Reproduce every line of the records below word for word, leaving out the pictures.
_ _ _ _ _
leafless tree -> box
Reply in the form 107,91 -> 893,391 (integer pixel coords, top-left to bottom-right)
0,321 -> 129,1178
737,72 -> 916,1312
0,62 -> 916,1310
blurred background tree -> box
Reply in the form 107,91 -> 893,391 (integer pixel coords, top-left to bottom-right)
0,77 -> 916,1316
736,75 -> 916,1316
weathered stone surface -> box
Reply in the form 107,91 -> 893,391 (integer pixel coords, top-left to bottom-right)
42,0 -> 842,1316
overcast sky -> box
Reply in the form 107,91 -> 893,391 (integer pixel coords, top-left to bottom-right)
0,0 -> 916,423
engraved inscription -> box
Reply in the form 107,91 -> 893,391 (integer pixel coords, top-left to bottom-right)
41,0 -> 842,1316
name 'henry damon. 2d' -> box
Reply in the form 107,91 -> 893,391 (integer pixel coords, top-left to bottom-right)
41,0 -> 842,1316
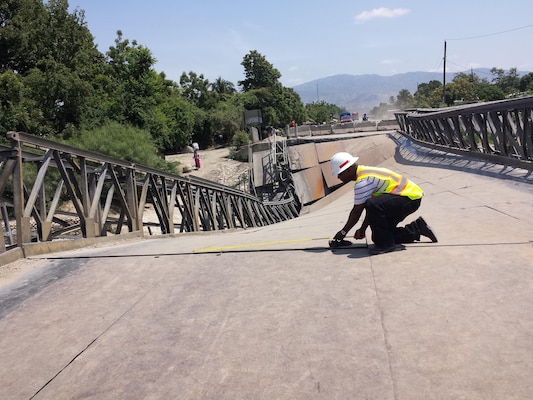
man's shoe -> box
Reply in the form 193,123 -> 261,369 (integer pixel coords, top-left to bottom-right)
368,244 -> 405,256
329,239 -> 352,249
416,217 -> 437,243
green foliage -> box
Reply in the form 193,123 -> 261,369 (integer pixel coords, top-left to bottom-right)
66,122 -> 177,173
239,50 -> 281,92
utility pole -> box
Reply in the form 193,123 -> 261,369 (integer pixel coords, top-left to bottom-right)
442,40 -> 446,105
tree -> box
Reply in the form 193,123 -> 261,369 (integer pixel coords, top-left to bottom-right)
180,71 -> 215,109
238,50 -> 281,92
209,76 -> 237,100
106,30 -> 164,128
519,72 -> 533,92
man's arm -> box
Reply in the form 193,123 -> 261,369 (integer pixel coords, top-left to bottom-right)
334,204 -> 365,240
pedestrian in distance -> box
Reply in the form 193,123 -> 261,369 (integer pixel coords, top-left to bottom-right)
330,152 -> 437,255
193,149 -> 200,170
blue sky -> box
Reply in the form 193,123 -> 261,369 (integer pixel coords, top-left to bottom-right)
69,0 -> 533,87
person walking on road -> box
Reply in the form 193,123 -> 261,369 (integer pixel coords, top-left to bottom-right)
330,152 -> 437,255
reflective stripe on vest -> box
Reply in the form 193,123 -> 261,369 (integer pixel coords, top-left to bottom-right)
355,165 -> 424,200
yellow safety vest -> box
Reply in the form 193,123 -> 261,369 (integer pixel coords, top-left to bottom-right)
355,165 -> 424,200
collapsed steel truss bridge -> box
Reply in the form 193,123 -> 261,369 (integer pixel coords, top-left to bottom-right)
0,132 -> 301,253
395,96 -> 533,169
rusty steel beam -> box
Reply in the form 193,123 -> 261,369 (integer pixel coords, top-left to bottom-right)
0,132 -> 301,253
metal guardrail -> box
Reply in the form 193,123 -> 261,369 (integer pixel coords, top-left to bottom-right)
0,132 -> 301,253
395,96 -> 533,169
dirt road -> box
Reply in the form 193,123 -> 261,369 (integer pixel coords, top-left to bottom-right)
165,147 -> 248,187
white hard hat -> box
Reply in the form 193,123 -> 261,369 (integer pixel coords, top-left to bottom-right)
330,152 -> 359,176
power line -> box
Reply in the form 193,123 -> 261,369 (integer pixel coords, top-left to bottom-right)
447,24 -> 533,40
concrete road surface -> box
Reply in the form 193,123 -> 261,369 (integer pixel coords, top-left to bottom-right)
0,134 -> 533,400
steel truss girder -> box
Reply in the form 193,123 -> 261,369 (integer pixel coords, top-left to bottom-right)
0,132 -> 300,252
395,96 -> 533,169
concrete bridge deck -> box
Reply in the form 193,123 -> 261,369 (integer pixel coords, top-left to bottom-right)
0,134 -> 533,400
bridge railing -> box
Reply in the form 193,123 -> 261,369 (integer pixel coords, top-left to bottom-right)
395,96 -> 533,169
0,132 -> 300,253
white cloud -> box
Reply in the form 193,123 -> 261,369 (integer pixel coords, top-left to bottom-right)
355,7 -> 410,22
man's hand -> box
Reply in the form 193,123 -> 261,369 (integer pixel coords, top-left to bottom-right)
353,229 -> 365,239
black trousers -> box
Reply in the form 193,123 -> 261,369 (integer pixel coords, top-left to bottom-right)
365,194 -> 421,247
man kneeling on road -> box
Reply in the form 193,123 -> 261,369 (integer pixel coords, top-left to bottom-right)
331,152 -> 437,254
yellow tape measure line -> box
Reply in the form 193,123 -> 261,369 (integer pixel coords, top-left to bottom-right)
193,238 -> 328,253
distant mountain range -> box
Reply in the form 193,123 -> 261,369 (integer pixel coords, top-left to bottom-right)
293,68 -> 512,115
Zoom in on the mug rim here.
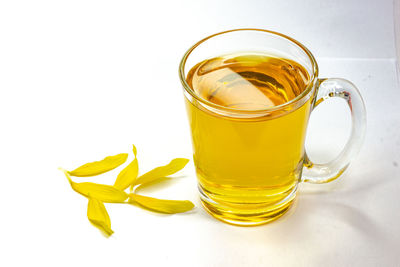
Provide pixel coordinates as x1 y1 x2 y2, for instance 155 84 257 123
179 28 318 114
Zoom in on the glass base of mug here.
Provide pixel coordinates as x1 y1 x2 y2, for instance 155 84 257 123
199 186 297 226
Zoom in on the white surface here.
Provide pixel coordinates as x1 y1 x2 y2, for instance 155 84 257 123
0 0 400 266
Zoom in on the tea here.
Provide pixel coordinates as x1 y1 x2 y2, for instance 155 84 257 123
186 53 312 224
_ _ _ _ _
▶ **FINISHED TASK**:
leafless tree -> box
Reply in the form 107,91 -> 893,391 (integer pixel coords, top-left to bottom-right)
0,321 -> 129,1178
737,72 -> 916,1312
0,62 -> 916,1310
blurred background tree -> box
Reply in the form 107,91 -> 893,391 (integer pixel coords, top-left to bottom-right)
0,77 -> 916,1316
736,75 -> 916,1316
weathered stone surface -> box
Reply in the form 107,91 -> 893,391 (integer pixel coords, top-left to bottom-right)
42,0 -> 842,1316
overcast sky -> box
Reply in the form 107,91 -> 893,391 (integer pixel coords, top-left to bottom-right)
0,0 -> 916,423
engraved inscription -> box
Reply in the form 107,91 -> 893,391 (integer pixel coords, top-left to bottom-right)
41,0 -> 842,1316
name 'henry damon. 2d' -> box
Reply in the form 107,91 -> 893,391 (integer pixel coords, top-left to bottom-right)
41,0 -> 842,1316
man's shoe -> box
Reply in the form 193,123 -> 261,369 (integer pixel coords, top-left to bottom-right)
368,244 -> 405,256
329,239 -> 352,249
416,217 -> 437,243
green foliage -> box
Reply in the form 193,123 -> 261,369 (integer pixel coords, top-left to bottom-right)
66,122 -> 177,173
239,50 -> 281,92
utility pole -> box
Reply in the form 193,123 -> 261,369 (integer pixel coords, top-left to bottom-right)
442,40 -> 446,105
tree -> box
Reply in the form 193,123 -> 261,369 (integer pixel coords, top-left to bottom-right)
180,71 -> 215,109
238,50 -> 281,92
209,76 -> 237,100
106,30 -> 164,128
519,72 -> 533,92
man's arm -> box
Reply in the form 193,123 -> 261,369 (integer pixel coords, top-left to bottom-right)
334,204 -> 365,240
pedestrian in distance -> box
Reply in the form 193,123 -> 261,369 (integer pixel coords, top-left to bottom-right)
330,152 -> 437,255
193,149 -> 200,170
blue sky -> box
Reply in the form 193,123 -> 261,369 (integer pixel coords, top-left to bottom-right)
69,0 -> 533,87
person walking on road -> box
Reply in the form 193,123 -> 261,369 (integer pixel coords, top-left to bottom-right)
330,152 -> 437,255
reflective stripe on vest -> box
Reply in the form 193,123 -> 261,369 (integer pixel coords, top-left to bottom-right)
355,165 -> 424,200
yellow safety vest -> box
Reply in the form 193,123 -> 261,369 (integer pixel coords, top-left to bottom-right)
355,165 -> 424,200
collapsed steel truss bridge -> box
Reply in the form 193,123 -> 261,369 (integer pixel coords, top-left to bottom-right)
0,132 -> 301,253
395,96 -> 533,169
rusty steel beam -> box
Reply in the form 193,123 -> 261,369 (integer pixel coords, top-left to bottom-right)
0,132 -> 301,253
metal guardrail -> box
Reply in the form 193,123 -> 261,369 (integer pixel coords, top-left to bottom-right)
0,132 -> 301,253
395,96 -> 533,169
dirt road -> box
Reply in the form 193,123 -> 261,369 (integer pixel coords, top-left to bottom-right)
165,147 -> 248,187
white hard hat -> box
Reply in the form 193,123 -> 261,369 (integer pixel coords, top-left to bottom-right)
330,152 -> 359,176
power line -> box
Reply in the form 193,123 -> 261,369 (integer pixel coords, top-left to bottom-right)
447,24 -> 533,40
concrete road surface -> box
Reply in the form 193,123 -> 261,369 (integer pixel coords, top-left to bottom-right)
0,134 -> 533,400
steel truss girder -> box
Reply in the form 193,123 -> 261,369 (integer pixel coords, top-left to bottom-right)
0,132 -> 300,252
395,96 -> 533,169
concrete bridge deck -> box
Reply in the form 193,123 -> 261,369 (integer pixel coords, top-left to bottom-right)
0,134 -> 533,400
bridge railing -> box
Reply in the form 193,123 -> 261,369 (integer pixel coords, top-left to bottom-right)
395,96 -> 533,169
0,132 -> 300,253
white cloud -> box
Reply in the form 193,123 -> 261,369 (integer pixel coords, top-left to bottom-right)
355,7 -> 410,22
man's hand -> box
Reply in the form 193,123 -> 261,369 (integer pixel coords, top-left to bottom-right)
353,229 -> 365,239
black trousers -> box
Reply in the form 193,123 -> 261,369 (integer pixel coords, top-left to bottom-right)
365,194 -> 421,247
man kneeling on road -> box
Reply in the form 193,123 -> 261,369 (integer pixel coords, top-left to bottom-right)
331,152 -> 437,254
yellow tape measure line -> box
Reply in the form 193,123 -> 261,369 (integer pixel coords, top-left to bottom-right)
193,238 -> 328,253
distant mountain range -> box
Reply in the form 193,123 -> 261,369 (integer pixel coords, top-left to bottom-right)
293,68 -> 512,115
Zoom in on the mug rim here.
Provide pixel coordinates as x1 y1 x2 y2, for instance 155 84 257 123
179 28 318 114
Zoom in on the glass base of mug here.
Provide pixel coordinates as x1 y1 x2 y2, for instance 155 84 257 123
199 186 297 226
Zoom in on the white surface here.
Provide pixel coordinates as x1 y1 x2 y2, for instance 155 84 257 123
0 0 400 266
Zoom in on the tea here.
Provide pixel coordinates as x1 y1 x2 y2, for instance 155 84 257 123
186 53 312 224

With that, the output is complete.